** Brief **
Everything in the listing should be restated word for word.

* start Records for the task *

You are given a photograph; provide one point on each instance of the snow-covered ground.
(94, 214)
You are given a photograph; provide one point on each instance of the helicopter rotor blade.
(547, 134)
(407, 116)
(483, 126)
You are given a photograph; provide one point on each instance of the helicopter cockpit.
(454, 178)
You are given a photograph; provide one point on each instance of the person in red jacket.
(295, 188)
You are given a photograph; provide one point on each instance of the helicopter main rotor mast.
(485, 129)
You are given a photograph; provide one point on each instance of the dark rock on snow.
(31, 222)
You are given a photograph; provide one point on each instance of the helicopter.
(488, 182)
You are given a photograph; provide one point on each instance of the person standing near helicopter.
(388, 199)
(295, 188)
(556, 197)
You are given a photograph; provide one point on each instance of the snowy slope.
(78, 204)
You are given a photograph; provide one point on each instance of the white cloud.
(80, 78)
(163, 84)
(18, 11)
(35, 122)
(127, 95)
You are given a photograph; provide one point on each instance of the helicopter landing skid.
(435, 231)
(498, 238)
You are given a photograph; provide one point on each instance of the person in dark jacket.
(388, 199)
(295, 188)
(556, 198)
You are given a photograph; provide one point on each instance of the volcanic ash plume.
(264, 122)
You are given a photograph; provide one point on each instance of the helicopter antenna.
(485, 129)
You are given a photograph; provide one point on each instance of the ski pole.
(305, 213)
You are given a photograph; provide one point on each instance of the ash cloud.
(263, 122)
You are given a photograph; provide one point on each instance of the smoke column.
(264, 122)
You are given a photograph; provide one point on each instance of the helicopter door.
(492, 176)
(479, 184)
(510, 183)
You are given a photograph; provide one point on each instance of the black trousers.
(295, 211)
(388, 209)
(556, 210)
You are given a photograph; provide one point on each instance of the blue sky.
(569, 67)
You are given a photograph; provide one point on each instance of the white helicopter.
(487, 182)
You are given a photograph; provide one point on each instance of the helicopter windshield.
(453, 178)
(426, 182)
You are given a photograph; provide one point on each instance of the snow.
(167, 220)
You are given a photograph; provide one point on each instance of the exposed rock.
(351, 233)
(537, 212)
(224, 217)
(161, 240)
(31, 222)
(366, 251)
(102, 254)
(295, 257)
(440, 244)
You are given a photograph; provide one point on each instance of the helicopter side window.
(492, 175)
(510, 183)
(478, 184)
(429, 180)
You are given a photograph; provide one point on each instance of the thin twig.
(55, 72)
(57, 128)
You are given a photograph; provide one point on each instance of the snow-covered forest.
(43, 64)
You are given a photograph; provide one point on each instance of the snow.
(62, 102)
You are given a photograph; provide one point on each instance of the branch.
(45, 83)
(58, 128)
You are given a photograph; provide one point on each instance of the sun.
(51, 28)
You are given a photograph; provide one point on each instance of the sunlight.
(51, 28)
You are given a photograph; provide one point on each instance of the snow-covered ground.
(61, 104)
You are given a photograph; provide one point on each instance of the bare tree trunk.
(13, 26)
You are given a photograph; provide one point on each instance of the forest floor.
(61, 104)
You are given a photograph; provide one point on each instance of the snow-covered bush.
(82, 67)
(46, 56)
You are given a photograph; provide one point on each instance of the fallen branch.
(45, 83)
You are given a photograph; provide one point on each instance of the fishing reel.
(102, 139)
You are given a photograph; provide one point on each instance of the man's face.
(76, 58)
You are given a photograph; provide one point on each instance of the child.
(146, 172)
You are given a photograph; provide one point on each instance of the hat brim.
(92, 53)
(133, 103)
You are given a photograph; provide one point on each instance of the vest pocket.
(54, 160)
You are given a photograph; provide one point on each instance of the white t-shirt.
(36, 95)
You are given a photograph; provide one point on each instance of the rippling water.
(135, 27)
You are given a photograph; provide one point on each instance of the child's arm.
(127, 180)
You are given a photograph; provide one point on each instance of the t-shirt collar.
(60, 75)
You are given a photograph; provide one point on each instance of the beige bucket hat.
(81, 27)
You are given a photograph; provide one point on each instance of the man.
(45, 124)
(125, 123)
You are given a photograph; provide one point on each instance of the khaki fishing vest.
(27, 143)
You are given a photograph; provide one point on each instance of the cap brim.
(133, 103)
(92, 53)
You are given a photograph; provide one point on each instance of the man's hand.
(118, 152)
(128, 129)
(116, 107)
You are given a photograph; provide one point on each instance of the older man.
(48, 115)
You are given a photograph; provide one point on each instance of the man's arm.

* end Records for the task *

** Solved exercise **
You are given a photograph; provide one point on each instance of the snow-covered ground.
(94, 214)
You are given a photograph; provide one point on each instance of the helicopter rotor blade.
(547, 134)
(407, 116)
(483, 126)
You are given a photograph; provide one point on each instance of the helicopter cockpit.
(454, 178)
You are given a photograph; provide one point on each instance of the person in red jacket.
(295, 188)
You are given a photograph; provide one point on each instance of the helicopter main rotor mast.
(485, 129)
You are given a photograph; provide one point on each instance of the dark rock on snow.
(31, 222)
You are given a photograph; provide one point on each instance of the helicopter.
(488, 182)
You are given a photograph; provide one point on each instance of the person standing near helicopter.
(388, 199)
(295, 188)
(556, 197)
You are given a photograph; provide one point on each instance of the snowy slope.
(78, 204)
You are given a photograph; provide one point on each instance of the white cloud.
(80, 78)
(163, 84)
(18, 11)
(35, 122)
(127, 95)
You are given a photograph; provide one point on each instance of the helicopter landing skid.
(435, 231)
(498, 238)
You are given a photograph; provide one point on each instance of the person in dark jacket.
(388, 199)
(295, 188)
(556, 198)
You are given a photograph; provide one point on each instance of the volcanic ash plume.
(264, 122)
You are given a photograph; provide one point on each instance of the helicopter antenna.
(485, 129)
You are given a photograph; provide one point on each instance of the ski pole.
(305, 213)
You are given a photograph; provide one point on each instance of the ash cloud.
(263, 122)
You are given a photograph; provide one point on each instance of the smoke column.
(264, 122)
You are given a photograph; provide one point on each instance of the helicopter door.
(492, 176)
(479, 184)
(510, 183)
You are given a photograph; provide one point on each instance of the black trousers.
(295, 211)
(388, 209)
(556, 210)
You are given a photograph; provide one point on each instance of the blue sky.
(569, 67)
You are given a photograph; provide one point on each instance of the white helicopter.
(487, 182)
You are given a photograph; provide one point on each instance of the helicopter windshield.
(453, 178)
(426, 182)
You are given a photograph; provide one point on each instance of the snow.
(167, 220)
You are given a photograph; provide one point on each instance of the exposed rock.
(351, 233)
(537, 212)
(224, 217)
(161, 240)
(31, 222)
(366, 251)
(102, 254)
(295, 257)
(440, 244)
You are given a photograph; provide one point on each instance of the helicopter side window.
(492, 175)
(510, 183)
(478, 184)
(429, 180)
You are given a photograph; provide one point on each instance of the thin twig.
(55, 72)
(57, 128)
You are given a photograph; provide one point on each instance of the snow-covered forest.
(43, 64)
You are given a photograph; provide one point on each instance of the snow.
(62, 102)
You are given a photograph; provide one point on each instance of the branch.
(45, 83)
(58, 128)
You are given a photograph; provide one point on each instance of the sun.
(51, 28)
You are given a photograph; provide one point on each instance of the sunlight.
(51, 28)
You are given a photograph; provide one point on each instance of the snow-covered ground.
(61, 104)
You are given a photograph; provide one point on each instance of the bare tree trunk.
(13, 26)
You are given a photograph; provide one point on each instance of the forest floor.
(61, 104)
You are given a photograph; provide one point on each instance of the snow-covered bush.
(82, 67)
(46, 56)
You are given a photograph; provide one point on each instance of the fallen branch.
(45, 83)
You are given a photograph; provide one point on each instance of the fishing reel.
(102, 139)
You are given a photograph; provide one point on each instance of the man's face.
(76, 58)
You are given a photograph; provide one point on each instance of the child.
(146, 172)
You are given a photograph; provide one point on each instance of the hat brim.
(92, 53)
(133, 103)
You are given a photograph; provide one point on each instance of the vest pocket.
(54, 160)
You are given a photograph; provide one point on each instance of the white t-shirt.
(36, 95)
You are given a photograph; provide one point on each instance of the rippling water.
(135, 27)
You are given a photograph; provide one point on each instance of the child's arm.
(127, 180)
You are given a photograph; provide one point on each instance of the t-shirt collar.
(60, 75)
You are given a photograph; provide one point on each instance of the beige bucket hat.
(81, 27)
You are given a photograph; provide one point on each instance of the man.
(45, 124)
(125, 123)
You are given a photograph; provide one point on each instance of the khaki fishing vest.
(27, 143)
You are given a photograph; provide one point on each instance of the cap brim.
(133, 103)
(92, 53)
You are given a photograph; provide one point on each instance of the man's hand.
(118, 152)
(128, 129)
(116, 107)
You are given a photograph; provide one point on each instance of the older man.
(48, 115)
You are given a photograph; provide one point on each instance of the man's arm.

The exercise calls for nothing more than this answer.